(TEXT BLOCK Opens)
Sunday, October 24, 2010

Dark thriller Inhale exposes moral dilemmas - Documentary

LOS ANGELES (Hollywood Reporter) - Director Baltasar Kormakur, the Icelandic filmmaker behind "101 Reykjavik" and "Jar City," essentially has crossed fiction with documentary filmmaking to expose the worldwide criminal conspiracy to sell body organs to patients in the West.
"Inhale," opening Friday through IFC Films, is a most visceral movie, and that includes a few unnecessary sequences in which you get close-ups of a dying child, a shattered leg, a wound being sutured and, finally, human lungs about to be extracted from a still-living being.
The thriller certainly works in a dark palette. Cinematographer Ottar Gudnason shoots the film's New Mexico landscapes -- from desert vistas in suburban Santa Fe to crummy, crime-ridden streets masquerading for Ciudad Juarez across the border -- so that most of the color drains away, leaving cool, ominous tones of black and gray. James Newton Howard's music often features a guitar not only to pick up a local flavor but, again, to establish a mood that is dark with foreboding.,
Enormous pressure is bearing down on Santa Fe D.A. Paul Chaney (Mulroney). He is going to court with a case hugely unpopular with the city's Latino community -- always bad for someone who might one day run for elected office, as his friend, gubernatorial candidate James Harrison (Sam Shepard), is quick to point out. Meanwhile, he and his wife, Diane (Diane Kruger), are running out of time in their search for a lung donor for their daughter, Chloe (Mia Stallard).
(TEXT BLOCK Closes)
EXERCISE GOAL: Copy out the review of Inhale above in full, keeping every word and punctuation mark unchanged.
(DATA FOR REVIEW Opens)
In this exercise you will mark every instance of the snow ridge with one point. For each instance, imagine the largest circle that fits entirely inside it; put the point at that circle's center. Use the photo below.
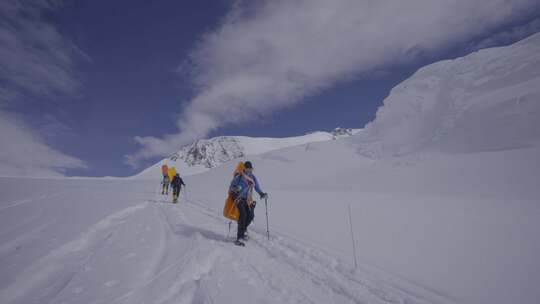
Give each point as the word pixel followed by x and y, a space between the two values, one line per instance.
pixel 205 154
pixel 485 101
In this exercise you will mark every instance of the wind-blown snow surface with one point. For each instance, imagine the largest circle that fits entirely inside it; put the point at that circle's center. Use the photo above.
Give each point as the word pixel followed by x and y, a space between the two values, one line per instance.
pixel 446 229
pixel 95 241
pixel 429 227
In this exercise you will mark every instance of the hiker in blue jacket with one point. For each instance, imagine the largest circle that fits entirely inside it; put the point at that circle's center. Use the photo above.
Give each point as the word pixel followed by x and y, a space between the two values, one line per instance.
pixel 242 187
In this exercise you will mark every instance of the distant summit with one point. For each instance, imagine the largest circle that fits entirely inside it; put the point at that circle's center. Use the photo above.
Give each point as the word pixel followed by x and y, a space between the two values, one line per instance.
pixel 205 154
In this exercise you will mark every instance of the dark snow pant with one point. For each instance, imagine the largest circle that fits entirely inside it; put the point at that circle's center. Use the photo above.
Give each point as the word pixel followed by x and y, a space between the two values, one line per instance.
pixel 251 214
pixel 165 189
pixel 244 219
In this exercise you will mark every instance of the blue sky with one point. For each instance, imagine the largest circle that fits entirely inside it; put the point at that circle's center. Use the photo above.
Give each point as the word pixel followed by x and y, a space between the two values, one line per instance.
pixel 126 82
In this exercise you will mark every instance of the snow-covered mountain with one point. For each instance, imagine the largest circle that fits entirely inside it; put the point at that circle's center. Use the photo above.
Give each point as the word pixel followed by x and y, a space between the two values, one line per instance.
pixel 486 101
pixel 205 154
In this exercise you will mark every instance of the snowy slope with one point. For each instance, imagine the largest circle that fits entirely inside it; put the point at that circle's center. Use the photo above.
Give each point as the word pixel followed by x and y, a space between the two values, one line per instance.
pixel 486 101
pixel 91 241
pixel 205 154
pixel 431 224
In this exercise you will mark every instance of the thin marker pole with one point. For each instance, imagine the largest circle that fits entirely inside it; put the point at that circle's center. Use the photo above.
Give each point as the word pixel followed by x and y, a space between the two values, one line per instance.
pixel 352 237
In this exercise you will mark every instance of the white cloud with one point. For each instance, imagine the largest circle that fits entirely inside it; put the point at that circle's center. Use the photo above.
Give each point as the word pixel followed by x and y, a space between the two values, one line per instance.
pixel 35 61
pixel 24 153
pixel 270 55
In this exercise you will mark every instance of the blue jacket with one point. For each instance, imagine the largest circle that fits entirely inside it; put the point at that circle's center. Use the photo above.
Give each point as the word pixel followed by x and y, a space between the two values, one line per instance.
pixel 241 185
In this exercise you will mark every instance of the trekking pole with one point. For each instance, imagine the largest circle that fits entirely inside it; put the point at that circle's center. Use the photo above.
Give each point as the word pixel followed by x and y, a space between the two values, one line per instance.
pixel 266 207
(DATA FOR REVIEW Closes)
SOLUTION FOR THIS TASK:
Sunday, October 24, 2010

Dark thriller Inhale exposes moral dilemmas - Documentary

LOS ANGELES (Hollywood Reporter) - Director Baltasar Kormakur, the Icelandic filmmaker behind "101 Reykjavik" and "Jar City," essentially has crossed fiction with documentary filmmaking to expose the worldwide criminal conspiracy to sell body organs to patients in the West.
"Inhale," opening Friday through IFC Films, is a most visceral movie, and that includes a few unnecessary sequences in which you get close-ups of a dying child, a shattered leg, a wound being sutured and, finally, human lungs about to be extracted from a still-living being.
The thriller certainly works in a dark palette. Cinematographer Ottar Gudnason shoots the film's New Mexico landscapes -- from desert vistas in suburban Santa Fe to crummy, crime-ridden streets masquerading for Ciudad Juarez across the border -- so that most of the color drains away, leaving cool, ominous tones of black and gray. James Newton Howard's music often features a guitar not only to pick up a local flavor but, again, to establish a mood that is dark with foreboding.,
Enormous pressure is bearing down on Santa Fe D.A. Paul Chaney (Mulroney). He is going to court with a case hugely unpopular with the city's Latino community -- always bad for someone who might one day run for elected office, as his friend, gubernatorial candidate James Harrison (Sam Shepard), is quick to point out. Meanwhile, he and his wife, Diane (Diane Kruger), are running out of time in their search for a lung donor for their daughter, Chloe (Mia Stallard).